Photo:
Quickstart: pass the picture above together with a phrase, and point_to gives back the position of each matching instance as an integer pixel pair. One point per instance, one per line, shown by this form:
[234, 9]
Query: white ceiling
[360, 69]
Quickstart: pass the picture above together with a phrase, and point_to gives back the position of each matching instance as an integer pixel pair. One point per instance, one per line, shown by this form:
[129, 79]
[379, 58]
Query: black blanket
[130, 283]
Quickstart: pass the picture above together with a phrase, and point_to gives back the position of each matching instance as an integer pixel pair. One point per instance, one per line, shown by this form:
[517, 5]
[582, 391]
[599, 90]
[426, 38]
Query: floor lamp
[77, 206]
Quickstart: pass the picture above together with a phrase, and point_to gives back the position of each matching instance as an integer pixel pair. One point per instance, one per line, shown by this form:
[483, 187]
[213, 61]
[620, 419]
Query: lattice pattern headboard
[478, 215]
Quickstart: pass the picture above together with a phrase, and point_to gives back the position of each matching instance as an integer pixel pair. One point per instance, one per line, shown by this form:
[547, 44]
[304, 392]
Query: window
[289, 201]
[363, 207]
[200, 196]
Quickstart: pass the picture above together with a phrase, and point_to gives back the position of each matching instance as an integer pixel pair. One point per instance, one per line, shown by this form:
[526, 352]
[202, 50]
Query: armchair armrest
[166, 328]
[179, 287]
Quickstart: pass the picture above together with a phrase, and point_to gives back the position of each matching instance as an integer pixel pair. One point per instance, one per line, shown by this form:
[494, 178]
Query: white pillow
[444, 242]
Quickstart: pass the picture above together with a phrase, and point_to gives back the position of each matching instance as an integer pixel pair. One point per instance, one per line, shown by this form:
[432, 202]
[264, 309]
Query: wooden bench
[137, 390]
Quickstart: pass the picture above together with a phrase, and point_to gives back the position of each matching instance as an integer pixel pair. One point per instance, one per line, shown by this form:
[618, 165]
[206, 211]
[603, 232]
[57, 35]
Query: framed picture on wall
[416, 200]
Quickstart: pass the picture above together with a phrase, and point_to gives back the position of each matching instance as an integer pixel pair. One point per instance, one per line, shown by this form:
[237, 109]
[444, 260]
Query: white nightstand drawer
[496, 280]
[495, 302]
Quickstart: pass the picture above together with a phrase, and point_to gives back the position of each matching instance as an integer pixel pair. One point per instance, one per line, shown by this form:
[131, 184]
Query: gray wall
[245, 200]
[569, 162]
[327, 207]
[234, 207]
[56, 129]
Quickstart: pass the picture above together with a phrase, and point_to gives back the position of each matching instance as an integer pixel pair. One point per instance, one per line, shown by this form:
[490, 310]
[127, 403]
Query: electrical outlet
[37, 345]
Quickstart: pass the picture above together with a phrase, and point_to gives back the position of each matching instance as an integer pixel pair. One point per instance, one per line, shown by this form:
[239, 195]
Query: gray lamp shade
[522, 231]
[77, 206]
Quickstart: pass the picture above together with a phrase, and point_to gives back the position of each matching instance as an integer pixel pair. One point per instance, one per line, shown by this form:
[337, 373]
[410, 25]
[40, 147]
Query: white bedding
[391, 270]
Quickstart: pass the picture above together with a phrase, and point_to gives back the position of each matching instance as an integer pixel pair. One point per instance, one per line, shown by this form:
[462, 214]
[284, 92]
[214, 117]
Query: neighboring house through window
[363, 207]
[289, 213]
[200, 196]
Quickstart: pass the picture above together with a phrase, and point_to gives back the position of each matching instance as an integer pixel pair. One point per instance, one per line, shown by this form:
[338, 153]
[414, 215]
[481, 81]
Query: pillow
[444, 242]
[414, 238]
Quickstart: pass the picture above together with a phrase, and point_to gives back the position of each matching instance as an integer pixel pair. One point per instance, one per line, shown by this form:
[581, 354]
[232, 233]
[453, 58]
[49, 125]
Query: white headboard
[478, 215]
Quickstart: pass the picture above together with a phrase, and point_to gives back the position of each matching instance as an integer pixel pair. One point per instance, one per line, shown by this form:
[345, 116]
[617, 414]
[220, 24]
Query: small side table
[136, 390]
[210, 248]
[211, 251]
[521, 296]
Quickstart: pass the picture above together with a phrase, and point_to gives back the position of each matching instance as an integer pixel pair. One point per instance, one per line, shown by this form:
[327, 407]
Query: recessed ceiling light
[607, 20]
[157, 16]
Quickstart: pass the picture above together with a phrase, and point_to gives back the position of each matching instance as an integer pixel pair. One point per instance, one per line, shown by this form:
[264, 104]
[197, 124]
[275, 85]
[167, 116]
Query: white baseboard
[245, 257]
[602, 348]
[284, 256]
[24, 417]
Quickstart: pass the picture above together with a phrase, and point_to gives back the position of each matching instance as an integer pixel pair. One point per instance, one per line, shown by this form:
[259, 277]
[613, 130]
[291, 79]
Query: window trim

→ Exercise prompt
Word for word, output all of the material above.

→ Answer to the exercise
Photo:
Quickstart: pass the picture above together with a phrase, and point_to gives back the position of each matching instance as an integer pixel pair. One point per instance, one per line, shown by this form:
[234, 9]
Query: white ceiling
[360, 69]
Quickstart: pass the picture above together with a phrase, and point_to gives back the position of each matching instance as an integer pixel pair. One point per instance, one per line, shown by this form:
[129, 79]
[379, 58]
Query: black blanket
[130, 283]
Quickstart: pass the picture above together with a phrase, and point_to gives back the position of each matching instance as an integer pixel pair. One point per instance, one per line, shown by this form:
[517, 5]
[582, 391]
[599, 90]
[426, 38]
Query: floor lamp
[77, 206]
Quickstart: pass the picture above together with a phrase, and point_to gives back the position of each matching instance as an integer pixel pair. One point per instance, one per line, shown by this form:
[483, 187]
[213, 61]
[620, 419]
Query: lattice pattern headboard
[478, 215]
Quickstart: pass the picture above together with a phrase, and point_to gives back the position of each matching instance as an integer pixel pair. One point per instance, one per line, shown by this form:
[547, 44]
[304, 392]
Query: window
[289, 201]
[363, 207]
[200, 196]
Quickstart: pass the picture above together with a phrase, and point_to gives back the position of each matching instance as an integer pixel pair. One point per instance, one per line, shown by this form:
[526, 352]
[202, 50]
Query: armchair armrest
[166, 328]
[179, 287]
Quickstart: pass the picture above together with a phrase, and point_to gives back the position of each matching instance as an integer pixel pair. One point per instance, one per line, shown by this form:
[494, 178]
Query: white pillow
[444, 242]
Quickstart: pass the picture above together with a phrase, and point_to gives back the position of each matching instance as an integer pixel pair. One point per instance, one per line, shown by this form:
[432, 202]
[264, 309]
Query: wooden bench
[137, 390]
Quickstart: pass the picture above together with a phrase, and point_to gives back the position of each matching instance as an integer pixel pair. One point per instance, one per line, shown by this form:
[618, 165]
[206, 211]
[603, 232]
[57, 35]
Query: framed picture on wall
[416, 200]
Quickstart: pass the picture above together with a phrase, and point_to gives back the position of each matching instance as an integer pixel pair. One point per instance, one per line, shown by this form:
[237, 109]
[444, 260]
Query: white nightstand drawer
[496, 280]
[495, 302]
Quickstart: pass the picture above together with a phrase, and point_to gives back the position of each matching instance as an integer pixel pair. One point per instance, one per line, shown by this form:
[131, 184]
Query: gray wall
[245, 200]
[569, 162]
[327, 207]
[234, 207]
[56, 129]
Quickstart: pass the picture above together with a phrase, and point_to gives back the position of each matching instance as an integer pixel pair. One point per instance, one per line, shown by this form:
[490, 310]
[127, 403]
Query: electrical outlet
[37, 345]
Quickstart: pass the picture above together with a phrase, and point_to gives back the position of each matching instance as an integer pixel pair. One point per instance, one per line, shown by this form:
[239, 195]
Query: gray lamp shade
[522, 231]
[77, 206]
Quickstart: pass the picture above together with a phrase, and point_to gives back the position of each matching instance as an integer pixel pair. One point per instance, one per line, shown by this form:
[337, 373]
[410, 25]
[40, 147]
Query: white bedding
[391, 270]
Quickstart: pass the picture above together with a phrase, and point_to gives back the position of each matching instance as an integer pixel pair. One point per instance, one per line, shown by this form:
[462, 214]
[284, 92]
[214, 117]
Query: neighboring house through window
[363, 207]
[289, 213]
[200, 196]
Quickstart: pass the picture above together with a phrase, and point_to gives back the position of each matching instance as an integer pixel pair. One point per instance, one per line, shown by this form:
[338, 153]
[414, 215]
[481, 81]
Query: pillow
[444, 242]
[414, 238]
Quickstart: pass the picture above together with a phrase, and point_to gives back the position of each matching instance as an integer pixel pair. One point per instance, one per line, shown by this form:
[581, 354]
[232, 233]
[453, 58]
[49, 125]
Query: white headboard
[478, 215]
Quickstart: pass the picture above together with a phrase, and point_to gives back the position of each matching instance as an integer pixel pair. One point per instance, one per line, shown by this form:
[345, 116]
[617, 414]
[220, 24]
Query: small side table
[136, 390]
[210, 248]
[211, 251]
[521, 296]
Quickstart: pass the picture above together with a phrase, and point_to gives back the position of each matching instance as an integer pixel pair. One point per instance, one per line, shown by this form:
[327, 407]
Query: recessed ceiling light
[607, 20]
[157, 16]
Quickstart: pass the picture above together with a phrase, and point_to gives back the position of each matching instance as an integer pixel pair. One point per instance, one per line, shown by this form:
[264, 104]
[197, 124]
[275, 85]
[167, 116]
Query: white baseboard
[245, 257]
[602, 348]
[284, 256]
[24, 417]
Quickstart: pass the picture above together with a phrase, and point_to gives back the position of each matching instance as an integer pixel pair. One point per instance, one per line, shown by this form:
[259, 277]
[613, 130]
[291, 79]
Query: window trim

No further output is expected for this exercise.